TRECHO FORNECIDO:
O presidente do Chile, Sebastián Piñera, prometeu dar urgência a aprovação de um projeto de lei que está em discussão no Parlamento desde 2017 para aprovar o casamento igualitário. As informações são do Universa.
“Devemos nos aprofundar no valor da liberdade, incluindo a liberdade de amar e formar uma família com a pessoa amada, e também no valor da dignidade de todas as relações de amor e afeto entre duas pessoas”, declarou o presidente em discurso ao Congresso. “Acho que chegou a hora de um casamento igual em nosso país”.
A fala de Piñera vai em direção oposta ao discurso feito no início do ano, quando o subsecretário do Ministério Geral da Presidência, Máximo Pavez, afirmou que o presidente não aceitava a ideia de união entre pessoas do mesmo sexo. Na ocasião, a reprovação ao presidente direitista chegava a 70%.
O casamento civil entre pessoas do mesmo sexo tem sido uma das maiores lutas dos LGBTQIA+ do Chile, pois, até então, dois homossexuais só podem assinar um documento através da união civil de uma lei de 2015.

O PL defendido por Piñera foi introduzido durante o segundo governo da ex-presidente Michelle Bachelet e, caso, seja aprovado, “todas as pessoas, independentemente da orientação sexual, poderão viver apaixonadas e formar famílias com toda a proteção e dignidade de que necessitam”.
Uma das principais organizações LGBTQIA+ do país, o Movilh (Movimento pela Integração e Libertação Homossexual), comemorou o apoio do presidente ao casamento gay, o qual foi visto como “uma reviravolta histórica e definitiva para a direita”.
“Hoje, sem dúvida, o casamento igualitário está na boca do forno. Piñera chegou tarde, muito tarde, com compromissos internacionais não cumpridos no meio, mas ele finalmente chegou. Esperamos que outros adversários da igualdade sigam esse caminho”, comentou o porta-voz da Movilh, Oscar Rementería.
No Chile, pessoas solteiras podem adotar uma criança independente de sua orientação sexual, mas não há uma legislação que reconheça legalmente a paternidade de dois pais ou duas mães para uma criança. No entanto, caso haja uma união homoafetiva e um dos dois morre, o pai que sobreviveu tem mais facilidade para conseguir a tutela da criança.

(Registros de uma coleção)
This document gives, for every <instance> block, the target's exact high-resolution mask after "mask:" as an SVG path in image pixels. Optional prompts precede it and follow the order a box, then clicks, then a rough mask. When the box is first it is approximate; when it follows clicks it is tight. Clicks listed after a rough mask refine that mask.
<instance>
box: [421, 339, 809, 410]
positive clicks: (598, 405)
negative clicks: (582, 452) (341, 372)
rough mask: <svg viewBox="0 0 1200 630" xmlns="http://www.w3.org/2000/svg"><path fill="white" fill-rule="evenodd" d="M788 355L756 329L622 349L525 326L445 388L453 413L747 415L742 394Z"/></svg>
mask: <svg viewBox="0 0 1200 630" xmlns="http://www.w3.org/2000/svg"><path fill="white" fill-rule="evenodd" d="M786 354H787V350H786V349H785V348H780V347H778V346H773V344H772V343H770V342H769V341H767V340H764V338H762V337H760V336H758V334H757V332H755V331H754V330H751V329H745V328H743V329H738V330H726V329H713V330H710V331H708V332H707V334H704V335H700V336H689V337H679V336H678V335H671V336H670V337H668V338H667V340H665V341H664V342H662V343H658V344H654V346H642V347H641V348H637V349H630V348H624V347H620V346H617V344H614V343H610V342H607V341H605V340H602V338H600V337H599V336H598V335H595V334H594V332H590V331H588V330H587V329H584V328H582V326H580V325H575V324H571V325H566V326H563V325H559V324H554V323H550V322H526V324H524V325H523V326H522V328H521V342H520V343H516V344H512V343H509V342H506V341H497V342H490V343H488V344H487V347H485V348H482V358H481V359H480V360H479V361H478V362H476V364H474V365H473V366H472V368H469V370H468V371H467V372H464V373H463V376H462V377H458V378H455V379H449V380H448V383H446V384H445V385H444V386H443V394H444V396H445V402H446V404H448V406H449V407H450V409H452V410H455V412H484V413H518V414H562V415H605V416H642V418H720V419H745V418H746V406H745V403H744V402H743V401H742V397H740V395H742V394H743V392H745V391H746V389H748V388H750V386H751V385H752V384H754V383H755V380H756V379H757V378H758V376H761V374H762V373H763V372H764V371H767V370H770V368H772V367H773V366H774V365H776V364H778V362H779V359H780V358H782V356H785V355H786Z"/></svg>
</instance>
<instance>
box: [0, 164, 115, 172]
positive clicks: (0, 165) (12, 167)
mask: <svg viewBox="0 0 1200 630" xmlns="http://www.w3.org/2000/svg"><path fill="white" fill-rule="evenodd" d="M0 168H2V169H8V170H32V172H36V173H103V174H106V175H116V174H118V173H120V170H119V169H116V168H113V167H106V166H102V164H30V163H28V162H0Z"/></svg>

TAREFA A:
Atualize uma parte do trecho fornecido: comece nas palavras que contêm "O PL defendido" e pare depois de "Movilh, Oscar Rementería.", substituindo "Piñera" por "Sebastián Piñera".
TAREFA B:
Liste todas as pessoas que o trecho fornecido menciona pelo nome.

RESPOSTA A:
O PL defendido por Sebastián Piñera foi introduzido durante o segundo governo da ex-presidente Michelle Bachelet e, caso, seja aprovado, “todas as pessoas, independentemente da orientação sexual, poderão viver apaixonadas e formar famílias com toda a proteção e dignidade de que necessitam”.
Uma das principais organizações LGBTQIA+ do país, o Movilh (Movimento pela Integração e Libertação Homossexual), comemorou o apoio do presidente ao casamento gay, o qual foi visto como “uma reviravolta histórica e definitiva para a direita”.
“Hoje, sem dúvida, o casamento igualitário está na boca do forno. Sebastián Piñera chegou tarde, muito tarde, com compromissos internacionais não cumpridos no meio, mas ele finalmente chegou. Esperamos que outros adversários da igualdade sigam esse caminho”, comentou o porta-voz da Movilh, Oscar Rementería.

RESPOSTA B:
Sebastián Piñera
Máximo Pavez
Michelle Bachelet
Oscar Rementería